[To be done] Return each entry exactly, omitting nothing.

[Supplied information]

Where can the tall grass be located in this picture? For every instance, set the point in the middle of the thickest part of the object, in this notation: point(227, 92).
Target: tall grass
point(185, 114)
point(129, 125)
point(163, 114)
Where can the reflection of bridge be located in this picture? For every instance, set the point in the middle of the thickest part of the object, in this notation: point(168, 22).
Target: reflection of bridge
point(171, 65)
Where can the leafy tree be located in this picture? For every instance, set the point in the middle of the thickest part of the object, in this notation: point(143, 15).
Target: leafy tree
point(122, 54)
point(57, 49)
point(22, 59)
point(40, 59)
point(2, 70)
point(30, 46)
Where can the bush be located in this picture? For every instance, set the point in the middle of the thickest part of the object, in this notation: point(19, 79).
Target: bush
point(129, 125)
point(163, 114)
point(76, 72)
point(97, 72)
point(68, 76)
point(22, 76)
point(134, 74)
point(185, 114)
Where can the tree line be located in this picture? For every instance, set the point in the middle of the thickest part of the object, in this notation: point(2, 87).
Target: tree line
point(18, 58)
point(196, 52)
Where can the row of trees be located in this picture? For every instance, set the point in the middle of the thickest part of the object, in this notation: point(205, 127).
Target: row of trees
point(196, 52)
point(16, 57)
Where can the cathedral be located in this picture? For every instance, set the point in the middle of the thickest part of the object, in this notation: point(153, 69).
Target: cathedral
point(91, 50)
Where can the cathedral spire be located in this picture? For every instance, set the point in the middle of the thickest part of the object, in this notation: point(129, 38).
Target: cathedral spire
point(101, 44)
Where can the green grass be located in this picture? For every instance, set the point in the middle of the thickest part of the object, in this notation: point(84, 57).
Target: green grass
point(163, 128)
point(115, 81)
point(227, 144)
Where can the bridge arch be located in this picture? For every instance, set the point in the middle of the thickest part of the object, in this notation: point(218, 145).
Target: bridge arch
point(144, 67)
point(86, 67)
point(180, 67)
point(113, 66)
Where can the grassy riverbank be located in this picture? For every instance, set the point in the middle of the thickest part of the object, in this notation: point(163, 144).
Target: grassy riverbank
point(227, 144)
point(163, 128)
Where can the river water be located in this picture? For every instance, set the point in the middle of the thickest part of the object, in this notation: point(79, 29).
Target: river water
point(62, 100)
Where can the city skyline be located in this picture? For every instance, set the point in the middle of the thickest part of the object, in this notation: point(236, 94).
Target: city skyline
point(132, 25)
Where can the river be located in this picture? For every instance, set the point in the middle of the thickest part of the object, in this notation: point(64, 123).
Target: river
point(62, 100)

[Written answer]
Where can the tall grass be located in this picture? For every instance, set the point in the middle of the thickest part of the object, in this notation: point(227, 92).
Target: tall grass
point(185, 114)
point(129, 125)
point(163, 114)
Where can the reflection of bridge be located in this picture? For every instance, set the point in the middle of the thickest part of the object, in this notation: point(168, 22).
Target: reflection of bridge
point(171, 65)
Where can the leafy tree be located in this picture? For every instance, set the point in the middle of the thickest part of the object, in this notation: point(143, 15).
Target: leafy tree
point(122, 54)
point(57, 49)
point(22, 59)
point(40, 59)
point(2, 70)
point(30, 46)
Where can the bush be located in this picture? For every instance, set the point in the middle of the thickest part of the object, in this notation: point(19, 79).
Target: bush
point(129, 125)
point(163, 114)
point(76, 72)
point(97, 72)
point(68, 76)
point(22, 76)
point(134, 74)
point(185, 114)
Where can the tree line be located in this picture? For every instance, set the point in the middle of the thickest part of the object, in this notation: point(2, 87).
Target: tree line
point(18, 58)
point(196, 52)
Where can the row of trees be located in this picture? For every instance, set the point in the middle of the thickest part of the object, in this notation: point(205, 127).
Target: row of trees
point(196, 52)
point(16, 57)
Where can the cathedral be located in this picture? For every instance, set the point in the middle of the thickest part of the object, in this notation: point(153, 69).
Target: cathedral
point(91, 50)
Where can the cathedral spire be located in this picture? For every instance, set the point in the middle of the thickest part of the object, in this notation: point(129, 38).
Target: cathedral spire
point(101, 44)
Where can the green grass be located in this picture? For every instance, set the point in the middle of the thickest part of the object, in this notation: point(84, 57).
Target: green grass
point(163, 128)
point(115, 81)
point(227, 144)
Where can the bridge arch be located in this picture? For every instance, set the point in the middle of the thickest part of the object, in this notation: point(218, 145).
Target: bridge arch
point(144, 67)
point(86, 67)
point(180, 67)
point(113, 66)
Where can the grassy riverbank be located in this picture? For every instance, set the point in the middle of the thickest part of the object, in this notation: point(163, 144).
Target: grassy riverbank
point(227, 144)
point(163, 128)
Where can the river water be located in this picture? For every instance, set the point in the middle of the thickest part of the object, in this notation: point(79, 29).
Target: river water
point(62, 100)
Where can the city skyline be located in this picture? For every instance, set the point in the middle of the thickest part of the object, in this notation: point(236, 94).
Target: city skyline
point(132, 25)
Where can the river be located in this picture? For every instance, set the point in the middle of the thickest part of the object, in this notation: point(64, 123).
Target: river
point(62, 100)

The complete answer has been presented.